-- Begin --
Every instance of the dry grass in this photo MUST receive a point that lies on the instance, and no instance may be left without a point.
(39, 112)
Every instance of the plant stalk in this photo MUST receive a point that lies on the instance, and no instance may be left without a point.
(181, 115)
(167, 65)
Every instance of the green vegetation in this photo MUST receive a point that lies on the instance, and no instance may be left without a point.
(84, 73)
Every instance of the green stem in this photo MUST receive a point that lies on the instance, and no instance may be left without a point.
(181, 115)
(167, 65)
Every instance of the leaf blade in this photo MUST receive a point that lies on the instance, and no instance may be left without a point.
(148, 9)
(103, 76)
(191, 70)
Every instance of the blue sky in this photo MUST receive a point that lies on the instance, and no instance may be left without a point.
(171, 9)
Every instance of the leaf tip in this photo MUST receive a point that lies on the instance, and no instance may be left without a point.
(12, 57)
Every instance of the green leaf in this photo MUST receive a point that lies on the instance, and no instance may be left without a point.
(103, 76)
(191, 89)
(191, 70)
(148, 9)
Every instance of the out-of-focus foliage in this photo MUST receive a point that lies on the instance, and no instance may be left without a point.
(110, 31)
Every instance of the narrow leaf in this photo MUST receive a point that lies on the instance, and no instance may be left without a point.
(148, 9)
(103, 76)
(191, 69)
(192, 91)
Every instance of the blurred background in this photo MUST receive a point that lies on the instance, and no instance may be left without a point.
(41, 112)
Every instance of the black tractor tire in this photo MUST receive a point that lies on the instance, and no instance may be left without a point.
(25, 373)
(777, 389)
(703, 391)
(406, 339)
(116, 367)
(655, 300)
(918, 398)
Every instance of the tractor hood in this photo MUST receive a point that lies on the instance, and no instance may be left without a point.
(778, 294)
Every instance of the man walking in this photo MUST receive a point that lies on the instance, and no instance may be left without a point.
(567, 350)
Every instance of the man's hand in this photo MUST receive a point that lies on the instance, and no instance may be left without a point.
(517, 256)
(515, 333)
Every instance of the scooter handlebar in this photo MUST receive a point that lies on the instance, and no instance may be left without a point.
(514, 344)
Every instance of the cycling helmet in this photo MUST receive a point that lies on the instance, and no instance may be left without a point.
-- End --
_Task requirements:_ Rewrite the items above as a numbered list, omitting any blank lines.

_Written response:_
1. Every instance of the dry grass in this photo MUST receive a point that lies on the instance, and no instance may be left without a point.
2. (39, 112)
3. Every instance of the plant stalk in this photo MUST receive a point that lies on the instance, and no instance may be left without a point.
4. (181, 115)
5. (167, 65)
6. Every instance of the green vegetation in this photo MUST receive a point that lies on the instance, and no instance may be left without a point.
7. (84, 73)
8. Every instance of the green stem in this photo MUST receive a point that lies on the instance, and no instance may be left without a point.
9. (181, 115)
10. (167, 65)
11. Every instance of the leaf blade in this photo MUST receive a point that lies on the instance, and no instance may be left without a point.
12. (148, 9)
13. (103, 76)
14. (191, 70)
15. Every instance of the blue sky in this photo MUST receive a point that lies on the instance, and no instance may be left without a point.
16. (171, 9)
17. Every instance of the leaf tip in this photo MUST receive a point that lies on the instance, and no instance may be left without a point.
18. (12, 57)
19. Every instance of the green leaf in this photo MUST receive a point that lies on the instance, and no instance may be left without a point.
20. (103, 76)
21. (191, 89)
22. (191, 70)
23. (148, 9)
24. Every instance of the out-of-focus foliage in this photo MUST receive a point that lies on the instance, and no instance may be left without a point.
25. (110, 31)
26. Every instance of the narrow leaf in this photo MUST receive a point that lies on the instance, and no instance may be left without a point.
27. (148, 9)
28. (103, 76)
29. (191, 69)
30. (192, 91)
31. Every instance of the blurred background in this photo MUST receive a point that lies on the instance, and no instance may be left without a point.
32. (41, 112)
33. Every instance of the black tractor tire in this photo MUST receive a point that lies on the instance, and no instance may be left without a point.
34. (25, 373)
35. (777, 389)
36. (703, 391)
37. (406, 339)
38. (116, 367)
39. (655, 300)
40. (918, 398)
41. Every instance of the tractor hood in this photo MUST receive a point that lies on the instance, and no instance may be left without a point.
42. (778, 294)
43. Every instance of the man walking in this photo MUST receive a point that lies on the instance, and no instance may be left without a point.
44. (567, 350)
45. Every instance of the man's hand in this photo MUST receive a point that lies on the instance, and no instance may be left without a point.
46. (517, 256)
47. (515, 333)
48. Every instance of the scooter handlebar in this photo MUST receive a point that lies on the instance, and no instance may be left without a point.
49. (514, 344)
50. Every instance of the cycling helmet in this photo MUST receive a point that lies on the instance, and no instance may be left without a point.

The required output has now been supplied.